* _Tasks_
1) Summarize the passage on spatial selection in two sentences.
2) From the passage on spatial selection, repeat word for word the part that opens with the words containing "whose geometry spatially" and closes with "our selection returned.".

* _Text passage_
** start **

Yes that was it! Take a long look at that simple yet powerful spatial selection syntax.
You should interpret that syntax as:
"Select all features (i.e. rows) in the schools_utm10 dataframe:
and all of the columns:
(all because the extraction brackets have no second argument)
whose geometry spatially intersects the Berkeley_utm10 geometry
The op=st_intersects argument is optional because st_intersects is the default spatial selector.
To emphasize this, let’s rerun the last command
# SPATIALLY select only the schools within Berkeley
berkeley_schools_spatial = schools_utm10[berkeley_utm10, ]
spatiallly intersects mean?Here’s one way to explain it.
Geometry A spatially intersects Geometry B if any of its parts (e.g., a point, line segment, or polygon) is equivalent to, touches, crosses, is contained by, contains, or overlaps any part of Geometry B.
So st_intersects is the mother of all spatial relationships! It is the most general and the most useful. However, you can specify any of those more specific spatial relationships by setting op= to any of the options listed in the ?st_intersects? help documentation.
Let’s check out the sf object that our selection returned.
# How many schools did we get
dim(berkeley_schools_spatial)
## [1] 32 8
# Map the results
plot(berkeley_utm10$geometry)
plot(berkeley_schools_spatial$geometry, add=T)
Interestingly, we have one more school in Berkeley based on the spatial selection!? Let’s take a look.
plot(berkeley_utm10$geometry)
plot(berkeley_schools_spatial$geometry, add=T)

** end **

* _Data_
** start **

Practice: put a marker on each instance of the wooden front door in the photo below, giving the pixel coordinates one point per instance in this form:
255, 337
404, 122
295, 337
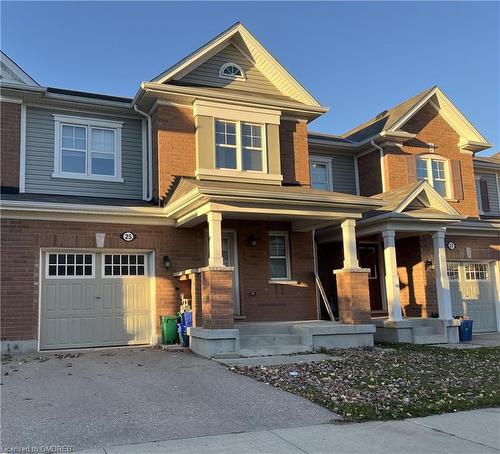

** end **

* _Answer list_
1) The passage explains that the syntax schools_utm10[berkeley_utm10, ] selects all rows and all columns of the schools_utm10 dataframe whose geometry spatially intersects the Berkeley_utm10 geometry, with st_intersects as the default spatial selector. It defines spatial intersection as any part of one geometry being equivalent to, touching, crossing, being contained by, containing, or overlapping any part of another, and it notes that the spatial selection gives one more school in Berkeley.

2)
whose geometry spatially intersects the Berkeley_utm10 geometry
The op=st_intersects argument is optional because st_intersects is the default spatial selector.
To emphasize this, let’s rerun the last command
# SPATIALLY select only the schools within Berkeley
berkeley_schools_spatial = schools_utm10[berkeley_utm10, ]
spatiallly intersects mean?Here’s one way to explain it.
Geometry A spatially intersects Geometry B if any of its parts (e.g., a point, line segment, or polygon) is equivalent to, touches, crosses, is contained by, contains, or overlaps any part of Geometry B.
So st_intersects is the mother of all spatial relationships! It is the most general and the most useful. However, you can specify any of those more specific spatial relationships by setting op= to any of the options listed in the ?st_intersects? help documentation.
Let’s check out the sf object that our selection returned.